-------- Record excerpts

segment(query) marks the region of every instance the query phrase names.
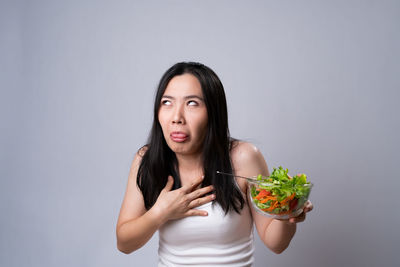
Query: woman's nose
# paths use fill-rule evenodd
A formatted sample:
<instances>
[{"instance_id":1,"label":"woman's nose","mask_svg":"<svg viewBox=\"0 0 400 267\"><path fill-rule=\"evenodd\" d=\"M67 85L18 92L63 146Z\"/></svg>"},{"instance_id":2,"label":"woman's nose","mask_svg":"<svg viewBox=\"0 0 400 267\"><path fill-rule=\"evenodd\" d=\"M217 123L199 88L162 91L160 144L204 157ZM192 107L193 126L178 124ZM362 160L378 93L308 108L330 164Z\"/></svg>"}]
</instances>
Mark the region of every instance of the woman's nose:
<instances>
[{"instance_id":1,"label":"woman's nose","mask_svg":"<svg viewBox=\"0 0 400 267\"><path fill-rule=\"evenodd\" d=\"M173 117L172 117L172 123L184 124L185 116L183 113L184 113L184 111L183 111L182 107L176 107Z\"/></svg>"}]
</instances>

----------------

▶ Problem details
All that is wanted is the run of lines from the start of the material through the line that holds "123L199 88L162 91L160", retyped exactly, with no pictures.

▶ Output
segment(query) marks the region of every instance the query phrase names.
Query: woman's nose
# paths use fill-rule evenodd
A formatted sample:
<instances>
[{"instance_id":1,"label":"woman's nose","mask_svg":"<svg viewBox=\"0 0 400 267\"><path fill-rule=\"evenodd\" d=\"M67 85L18 92L63 146Z\"/></svg>"},{"instance_id":2,"label":"woman's nose","mask_svg":"<svg viewBox=\"0 0 400 267\"><path fill-rule=\"evenodd\" d=\"M217 123L199 88L162 91L160 144L204 157ZM192 107L193 126L178 124ZM362 160L378 93L308 108L330 164Z\"/></svg>"}]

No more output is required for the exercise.